Directions for this task :: Copy every line from the first one through the line that contains "[[0, 0, 360, 51]]", with both of those lines included and none after. Shift each bounding box coordinate in the answers up by 77 and leave all other text unchanged.
****
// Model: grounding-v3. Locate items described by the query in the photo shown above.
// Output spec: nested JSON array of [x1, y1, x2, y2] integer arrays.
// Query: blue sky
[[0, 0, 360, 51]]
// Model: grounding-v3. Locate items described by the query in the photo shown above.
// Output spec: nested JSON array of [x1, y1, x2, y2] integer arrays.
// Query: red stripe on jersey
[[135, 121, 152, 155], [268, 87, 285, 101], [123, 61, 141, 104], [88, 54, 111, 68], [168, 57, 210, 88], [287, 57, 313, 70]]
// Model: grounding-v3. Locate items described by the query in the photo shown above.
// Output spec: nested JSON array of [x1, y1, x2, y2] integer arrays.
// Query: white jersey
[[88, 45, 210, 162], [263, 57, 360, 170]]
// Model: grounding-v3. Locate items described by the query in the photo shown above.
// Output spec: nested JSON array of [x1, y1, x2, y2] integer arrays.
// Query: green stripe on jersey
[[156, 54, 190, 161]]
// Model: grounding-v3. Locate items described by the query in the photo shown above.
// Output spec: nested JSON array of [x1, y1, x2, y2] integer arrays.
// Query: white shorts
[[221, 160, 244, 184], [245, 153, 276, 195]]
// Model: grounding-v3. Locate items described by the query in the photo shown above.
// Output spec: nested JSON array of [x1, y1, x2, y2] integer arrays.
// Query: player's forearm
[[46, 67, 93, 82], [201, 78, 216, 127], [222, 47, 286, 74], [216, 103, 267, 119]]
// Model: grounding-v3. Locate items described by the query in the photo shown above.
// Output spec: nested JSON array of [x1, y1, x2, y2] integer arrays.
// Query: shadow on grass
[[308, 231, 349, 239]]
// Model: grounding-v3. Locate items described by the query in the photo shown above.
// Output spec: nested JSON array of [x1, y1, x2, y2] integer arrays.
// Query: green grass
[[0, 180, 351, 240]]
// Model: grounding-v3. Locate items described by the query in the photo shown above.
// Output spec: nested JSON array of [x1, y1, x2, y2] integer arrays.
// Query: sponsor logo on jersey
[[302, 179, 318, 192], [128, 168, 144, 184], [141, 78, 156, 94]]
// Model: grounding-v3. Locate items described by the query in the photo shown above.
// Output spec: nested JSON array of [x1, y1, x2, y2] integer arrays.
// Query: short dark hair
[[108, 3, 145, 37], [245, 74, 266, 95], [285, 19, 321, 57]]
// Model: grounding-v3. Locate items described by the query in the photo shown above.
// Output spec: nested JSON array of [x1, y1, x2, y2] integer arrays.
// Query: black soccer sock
****
Solution for this exercise ::
// Model: grounding-v3. Locate items described by the query in the photo shown above.
// Output spec: nested JSON array of [x1, y1, x2, y2] integer arrays.
// Query: blue sky
[[77, 77, 437, 128]]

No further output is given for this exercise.